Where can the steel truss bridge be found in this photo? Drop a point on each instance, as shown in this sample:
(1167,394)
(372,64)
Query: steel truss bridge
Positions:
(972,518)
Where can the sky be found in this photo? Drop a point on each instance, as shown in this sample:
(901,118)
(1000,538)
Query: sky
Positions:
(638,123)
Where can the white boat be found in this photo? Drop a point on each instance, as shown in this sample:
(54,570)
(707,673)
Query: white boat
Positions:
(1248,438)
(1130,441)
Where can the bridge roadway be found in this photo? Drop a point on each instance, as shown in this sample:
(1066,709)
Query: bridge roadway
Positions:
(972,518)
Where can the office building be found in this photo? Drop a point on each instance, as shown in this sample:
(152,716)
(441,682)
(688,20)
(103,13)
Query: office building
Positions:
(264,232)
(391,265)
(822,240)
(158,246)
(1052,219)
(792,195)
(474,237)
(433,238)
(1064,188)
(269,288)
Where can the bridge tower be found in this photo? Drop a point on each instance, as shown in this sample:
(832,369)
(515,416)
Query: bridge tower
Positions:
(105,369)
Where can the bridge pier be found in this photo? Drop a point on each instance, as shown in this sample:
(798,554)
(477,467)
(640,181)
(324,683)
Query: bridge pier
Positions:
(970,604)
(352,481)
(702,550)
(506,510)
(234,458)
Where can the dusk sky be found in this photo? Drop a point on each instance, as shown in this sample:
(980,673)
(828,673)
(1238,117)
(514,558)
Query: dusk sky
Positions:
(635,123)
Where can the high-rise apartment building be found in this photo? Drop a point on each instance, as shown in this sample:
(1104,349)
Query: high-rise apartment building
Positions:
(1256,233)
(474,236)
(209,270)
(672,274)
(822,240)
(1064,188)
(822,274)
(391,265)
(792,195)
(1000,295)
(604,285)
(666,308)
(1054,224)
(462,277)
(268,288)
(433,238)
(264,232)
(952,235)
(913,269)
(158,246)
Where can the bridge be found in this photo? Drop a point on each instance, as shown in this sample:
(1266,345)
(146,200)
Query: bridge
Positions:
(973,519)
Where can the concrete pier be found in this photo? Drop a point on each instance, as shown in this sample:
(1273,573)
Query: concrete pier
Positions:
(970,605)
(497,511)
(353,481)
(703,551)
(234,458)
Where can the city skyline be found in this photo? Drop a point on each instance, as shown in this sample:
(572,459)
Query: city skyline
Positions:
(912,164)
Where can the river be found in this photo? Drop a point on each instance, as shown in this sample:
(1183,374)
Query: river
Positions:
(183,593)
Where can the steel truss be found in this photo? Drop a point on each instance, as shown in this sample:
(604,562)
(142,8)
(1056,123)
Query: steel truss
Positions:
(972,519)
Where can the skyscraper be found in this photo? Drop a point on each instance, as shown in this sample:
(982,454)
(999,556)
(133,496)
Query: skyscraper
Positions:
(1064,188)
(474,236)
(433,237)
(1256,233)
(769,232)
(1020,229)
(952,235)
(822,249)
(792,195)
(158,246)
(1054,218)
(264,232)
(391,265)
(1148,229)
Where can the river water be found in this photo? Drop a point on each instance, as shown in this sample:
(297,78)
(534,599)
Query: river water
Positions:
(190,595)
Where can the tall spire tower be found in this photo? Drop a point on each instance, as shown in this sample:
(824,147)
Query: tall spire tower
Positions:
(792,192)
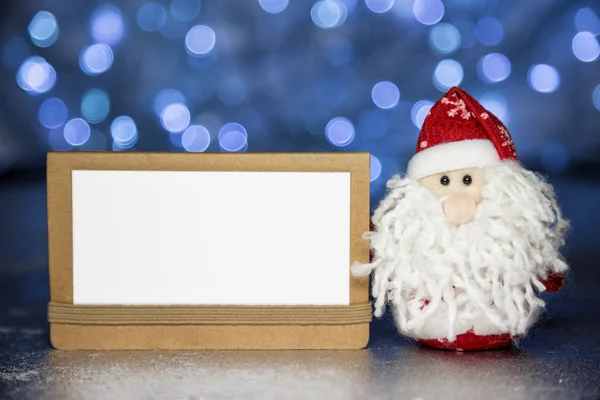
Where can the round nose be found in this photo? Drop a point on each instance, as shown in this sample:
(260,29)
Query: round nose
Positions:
(460,208)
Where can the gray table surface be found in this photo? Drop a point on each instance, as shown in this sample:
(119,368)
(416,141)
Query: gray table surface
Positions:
(559,359)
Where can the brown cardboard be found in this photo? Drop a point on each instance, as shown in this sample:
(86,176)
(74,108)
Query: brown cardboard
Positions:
(60,239)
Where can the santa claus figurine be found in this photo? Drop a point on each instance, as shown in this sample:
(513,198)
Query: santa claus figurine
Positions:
(464,243)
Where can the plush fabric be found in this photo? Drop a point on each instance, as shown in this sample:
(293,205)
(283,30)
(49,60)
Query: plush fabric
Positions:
(469,341)
(452,156)
(459,133)
(484,276)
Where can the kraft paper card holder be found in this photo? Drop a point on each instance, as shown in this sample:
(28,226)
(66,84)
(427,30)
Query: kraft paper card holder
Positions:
(207,251)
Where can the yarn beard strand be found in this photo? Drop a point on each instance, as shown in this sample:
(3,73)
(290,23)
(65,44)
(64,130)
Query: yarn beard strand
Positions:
(441,280)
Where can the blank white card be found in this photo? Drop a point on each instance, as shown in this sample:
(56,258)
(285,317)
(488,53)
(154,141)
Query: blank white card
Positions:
(245,238)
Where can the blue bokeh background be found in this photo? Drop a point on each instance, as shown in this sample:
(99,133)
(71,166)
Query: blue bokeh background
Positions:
(300,76)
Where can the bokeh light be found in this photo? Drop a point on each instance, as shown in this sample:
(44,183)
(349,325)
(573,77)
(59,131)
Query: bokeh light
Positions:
(43,29)
(419,112)
(273,6)
(328,14)
(494,67)
(543,78)
(52,113)
(495,103)
(107,25)
(95,106)
(96,59)
(166,97)
(554,157)
(233,137)
(340,132)
(586,20)
(428,12)
(447,74)
(185,10)
(200,40)
(444,38)
(151,16)
(385,94)
(175,117)
(379,6)
(196,139)
(36,76)
(489,31)
(124,132)
(375,168)
(585,47)
(596,97)
(76,132)
(15,50)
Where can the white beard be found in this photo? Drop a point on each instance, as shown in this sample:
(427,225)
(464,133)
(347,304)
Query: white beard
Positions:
(483,275)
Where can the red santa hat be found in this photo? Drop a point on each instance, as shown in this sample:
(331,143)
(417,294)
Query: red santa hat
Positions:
(460,133)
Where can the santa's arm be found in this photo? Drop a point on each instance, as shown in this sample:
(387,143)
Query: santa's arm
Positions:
(554,281)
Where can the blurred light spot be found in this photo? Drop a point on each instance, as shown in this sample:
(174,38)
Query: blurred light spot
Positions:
(328,13)
(56,140)
(585,47)
(372,124)
(96,142)
(596,97)
(166,97)
(444,38)
(543,78)
(385,94)
(375,168)
(555,157)
(151,16)
(447,74)
(489,31)
(494,67)
(185,10)
(233,90)
(14,51)
(124,132)
(379,6)
(200,40)
(467,34)
(338,50)
(96,59)
(95,106)
(419,111)
(233,137)
(76,132)
(340,132)
(586,20)
(107,25)
(52,113)
(175,117)
(43,29)
(273,6)
(196,139)
(36,76)
(495,103)
(428,12)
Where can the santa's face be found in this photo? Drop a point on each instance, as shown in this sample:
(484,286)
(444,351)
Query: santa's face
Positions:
(460,191)
(465,250)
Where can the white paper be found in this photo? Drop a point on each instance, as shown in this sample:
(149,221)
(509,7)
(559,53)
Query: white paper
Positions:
(246,238)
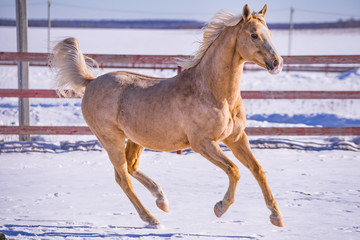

------------------------------------

▶ _TASK OBJECTIVE_
How many lines in the entries above include the string "concrete"? Please answer with that number and nothing more.

▶ _RESPONSE AREA_
2